• _Given exercise_:
Report how many lines of the rows contain the word "board", giving only the number. Case counts.

Pointing rows:
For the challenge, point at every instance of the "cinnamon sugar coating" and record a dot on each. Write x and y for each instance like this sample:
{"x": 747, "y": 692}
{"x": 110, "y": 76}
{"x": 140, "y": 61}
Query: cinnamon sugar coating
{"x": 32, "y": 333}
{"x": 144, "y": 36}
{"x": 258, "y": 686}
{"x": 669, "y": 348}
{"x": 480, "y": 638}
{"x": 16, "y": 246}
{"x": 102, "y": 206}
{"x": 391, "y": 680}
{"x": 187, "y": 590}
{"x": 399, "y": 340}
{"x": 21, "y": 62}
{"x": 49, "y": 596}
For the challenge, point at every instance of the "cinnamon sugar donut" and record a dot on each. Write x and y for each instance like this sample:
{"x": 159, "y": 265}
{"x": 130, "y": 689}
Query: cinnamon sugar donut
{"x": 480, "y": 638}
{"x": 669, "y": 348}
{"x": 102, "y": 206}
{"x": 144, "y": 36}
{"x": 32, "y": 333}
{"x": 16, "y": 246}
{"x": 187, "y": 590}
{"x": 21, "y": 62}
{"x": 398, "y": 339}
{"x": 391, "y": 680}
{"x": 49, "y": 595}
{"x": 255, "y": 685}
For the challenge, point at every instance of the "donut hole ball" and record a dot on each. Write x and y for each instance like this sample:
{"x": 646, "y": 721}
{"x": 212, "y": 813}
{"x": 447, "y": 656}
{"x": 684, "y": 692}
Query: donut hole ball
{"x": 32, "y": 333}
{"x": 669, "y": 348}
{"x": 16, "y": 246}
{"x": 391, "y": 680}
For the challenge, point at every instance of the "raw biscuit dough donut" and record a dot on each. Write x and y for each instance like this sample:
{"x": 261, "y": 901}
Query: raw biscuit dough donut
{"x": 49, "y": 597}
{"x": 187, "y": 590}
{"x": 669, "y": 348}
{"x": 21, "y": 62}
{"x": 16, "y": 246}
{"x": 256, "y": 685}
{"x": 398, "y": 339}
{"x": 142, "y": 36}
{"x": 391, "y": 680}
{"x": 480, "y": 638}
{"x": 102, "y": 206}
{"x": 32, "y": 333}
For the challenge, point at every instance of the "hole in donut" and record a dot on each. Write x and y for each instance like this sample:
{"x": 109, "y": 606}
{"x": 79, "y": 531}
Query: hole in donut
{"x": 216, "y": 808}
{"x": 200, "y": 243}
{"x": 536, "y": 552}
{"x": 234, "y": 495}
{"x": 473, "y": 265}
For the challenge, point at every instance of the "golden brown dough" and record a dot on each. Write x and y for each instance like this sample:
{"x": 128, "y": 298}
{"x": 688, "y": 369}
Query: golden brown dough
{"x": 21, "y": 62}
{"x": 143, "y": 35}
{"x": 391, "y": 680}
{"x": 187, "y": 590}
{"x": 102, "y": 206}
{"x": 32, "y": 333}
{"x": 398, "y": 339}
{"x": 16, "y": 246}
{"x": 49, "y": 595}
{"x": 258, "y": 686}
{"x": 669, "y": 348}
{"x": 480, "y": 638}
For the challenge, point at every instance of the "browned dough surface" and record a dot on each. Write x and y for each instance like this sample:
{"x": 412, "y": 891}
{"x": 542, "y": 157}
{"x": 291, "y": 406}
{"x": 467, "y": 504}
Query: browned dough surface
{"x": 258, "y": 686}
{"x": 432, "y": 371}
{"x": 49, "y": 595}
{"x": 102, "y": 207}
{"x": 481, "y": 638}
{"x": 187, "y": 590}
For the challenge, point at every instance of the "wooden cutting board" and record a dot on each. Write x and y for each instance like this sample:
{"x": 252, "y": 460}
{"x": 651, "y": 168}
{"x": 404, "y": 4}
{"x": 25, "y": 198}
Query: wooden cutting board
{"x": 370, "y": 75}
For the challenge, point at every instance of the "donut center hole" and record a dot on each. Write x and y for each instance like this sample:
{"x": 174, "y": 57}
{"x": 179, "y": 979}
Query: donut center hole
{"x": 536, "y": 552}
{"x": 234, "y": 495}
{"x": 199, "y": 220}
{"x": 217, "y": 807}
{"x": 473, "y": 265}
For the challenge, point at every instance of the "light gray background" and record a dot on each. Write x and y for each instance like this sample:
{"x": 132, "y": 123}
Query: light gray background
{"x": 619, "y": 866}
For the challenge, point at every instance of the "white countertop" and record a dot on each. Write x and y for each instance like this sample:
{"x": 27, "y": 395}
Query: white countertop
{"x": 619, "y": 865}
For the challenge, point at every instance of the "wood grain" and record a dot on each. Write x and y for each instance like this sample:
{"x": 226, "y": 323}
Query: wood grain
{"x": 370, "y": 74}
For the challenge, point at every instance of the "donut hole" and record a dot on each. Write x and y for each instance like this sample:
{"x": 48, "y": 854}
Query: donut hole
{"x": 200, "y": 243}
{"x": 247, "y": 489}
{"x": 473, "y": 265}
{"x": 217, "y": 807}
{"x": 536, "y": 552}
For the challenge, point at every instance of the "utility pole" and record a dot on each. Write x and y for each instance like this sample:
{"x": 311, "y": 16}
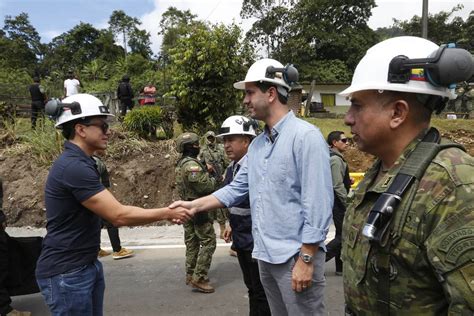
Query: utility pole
{"x": 424, "y": 20}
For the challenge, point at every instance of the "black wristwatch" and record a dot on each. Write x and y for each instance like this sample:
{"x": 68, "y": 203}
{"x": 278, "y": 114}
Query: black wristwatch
{"x": 306, "y": 257}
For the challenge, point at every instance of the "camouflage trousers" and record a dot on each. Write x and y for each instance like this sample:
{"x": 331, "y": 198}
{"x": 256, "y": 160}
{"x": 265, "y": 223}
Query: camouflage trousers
{"x": 200, "y": 243}
{"x": 221, "y": 215}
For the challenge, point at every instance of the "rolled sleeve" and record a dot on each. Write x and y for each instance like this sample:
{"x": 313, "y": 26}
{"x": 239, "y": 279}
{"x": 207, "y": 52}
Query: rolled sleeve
{"x": 316, "y": 188}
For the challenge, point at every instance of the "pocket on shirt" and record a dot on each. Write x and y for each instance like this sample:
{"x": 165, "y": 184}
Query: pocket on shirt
{"x": 278, "y": 172}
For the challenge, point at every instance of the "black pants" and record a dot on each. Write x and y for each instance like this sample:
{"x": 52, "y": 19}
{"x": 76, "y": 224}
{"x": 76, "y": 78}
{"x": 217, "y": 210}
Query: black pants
{"x": 4, "y": 295}
{"x": 257, "y": 298}
{"x": 113, "y": 235}
{"x": 124, "y": 105}
{"x": 334, "y": 246}
{"x": 37, "y": 109}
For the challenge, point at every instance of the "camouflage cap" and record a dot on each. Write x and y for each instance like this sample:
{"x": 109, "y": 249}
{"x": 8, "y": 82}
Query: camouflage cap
{"x": 184, "y": 139}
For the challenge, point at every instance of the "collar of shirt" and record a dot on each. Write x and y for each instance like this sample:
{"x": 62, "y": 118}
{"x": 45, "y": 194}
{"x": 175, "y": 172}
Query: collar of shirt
{"x": 272, "y": 134}
{"x": 76, "y": 150}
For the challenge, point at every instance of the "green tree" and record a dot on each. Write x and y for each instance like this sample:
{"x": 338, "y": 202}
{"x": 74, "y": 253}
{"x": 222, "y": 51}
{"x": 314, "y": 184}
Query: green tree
{"x": 204, "y": 65}
{"x": 126, "y": 26}
{"x": 19, "y": 28}
{"x": 314, "y": 34}
{"x": 442, "y": 28}
{"x": 174, "y": 24}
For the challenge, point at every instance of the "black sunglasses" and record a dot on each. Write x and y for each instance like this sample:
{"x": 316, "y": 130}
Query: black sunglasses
{"x": 103, "y": 126}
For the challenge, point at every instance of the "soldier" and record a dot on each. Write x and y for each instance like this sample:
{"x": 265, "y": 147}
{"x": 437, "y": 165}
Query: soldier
{"x": 287, "y": 178}
{"x": 193, "y": 181}
{"x": 38, "y": 99}
{"x": 341, "y": 182}
{"x": 216, "y": 162}
{"x": 408, "y": 233}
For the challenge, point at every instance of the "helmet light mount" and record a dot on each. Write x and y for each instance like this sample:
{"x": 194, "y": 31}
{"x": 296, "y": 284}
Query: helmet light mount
{"x": 448, "y": 66}
{"x": 55, "y": 107}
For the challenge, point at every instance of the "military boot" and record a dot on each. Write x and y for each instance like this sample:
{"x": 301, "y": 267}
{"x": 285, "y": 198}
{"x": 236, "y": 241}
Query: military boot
{"x": 203, "y": 286}
{"x": 222, "y": 229}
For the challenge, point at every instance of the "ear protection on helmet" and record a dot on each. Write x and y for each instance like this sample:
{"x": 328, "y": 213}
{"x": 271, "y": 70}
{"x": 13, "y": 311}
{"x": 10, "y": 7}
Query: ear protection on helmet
{"x": 448, "y": 66}
{"x": 55, "y": 107}
{"x": 250, "y": 123}
{"x": 289, "y": 73}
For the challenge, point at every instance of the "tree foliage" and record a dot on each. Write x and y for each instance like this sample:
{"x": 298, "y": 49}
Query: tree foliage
{"x": 204, "y": 65}
{"x": 443, "y": 28}
{"x": 313, "y": 34}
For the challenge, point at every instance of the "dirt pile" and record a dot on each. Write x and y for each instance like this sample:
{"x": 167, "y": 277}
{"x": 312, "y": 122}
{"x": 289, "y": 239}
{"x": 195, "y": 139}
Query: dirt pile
{"x": 140, "y": 175}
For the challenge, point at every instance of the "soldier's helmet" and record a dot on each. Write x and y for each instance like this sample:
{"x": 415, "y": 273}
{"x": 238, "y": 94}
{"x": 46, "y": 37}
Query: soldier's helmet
{"x": 238, "y": 125}
{"x": 210, "y": 137}
{"x": 186, "y": 139}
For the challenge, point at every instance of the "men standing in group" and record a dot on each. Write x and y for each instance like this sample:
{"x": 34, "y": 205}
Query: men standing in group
{"x": 193, "y": 181}
{"x": 119, "y": 252}
{"x": 341, "y": 183}
{"x": 287, "y": 177}
{"x": 69, "y": 275}
{"x": 238, "y": 133}
{"x": 214, "y": 157}
{"x": 408, "y": 232}
{"x": 125, "y": 95}
{"x": 38, "y": 99}
{"x": 71, "y": 84}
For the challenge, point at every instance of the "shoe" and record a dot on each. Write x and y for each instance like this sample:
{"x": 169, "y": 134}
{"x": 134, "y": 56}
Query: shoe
{"x": 123, "y": 253}
{"x": 18, "y": 313}
{"x": 203, "y": 286}
{"x": 188, "y": 278}
{"x": 222, "y": 230}
{"x": 103, "y": 253}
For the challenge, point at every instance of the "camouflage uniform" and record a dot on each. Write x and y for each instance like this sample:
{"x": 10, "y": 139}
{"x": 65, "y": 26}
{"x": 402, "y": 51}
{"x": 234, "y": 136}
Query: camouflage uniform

• _The completed task_:
2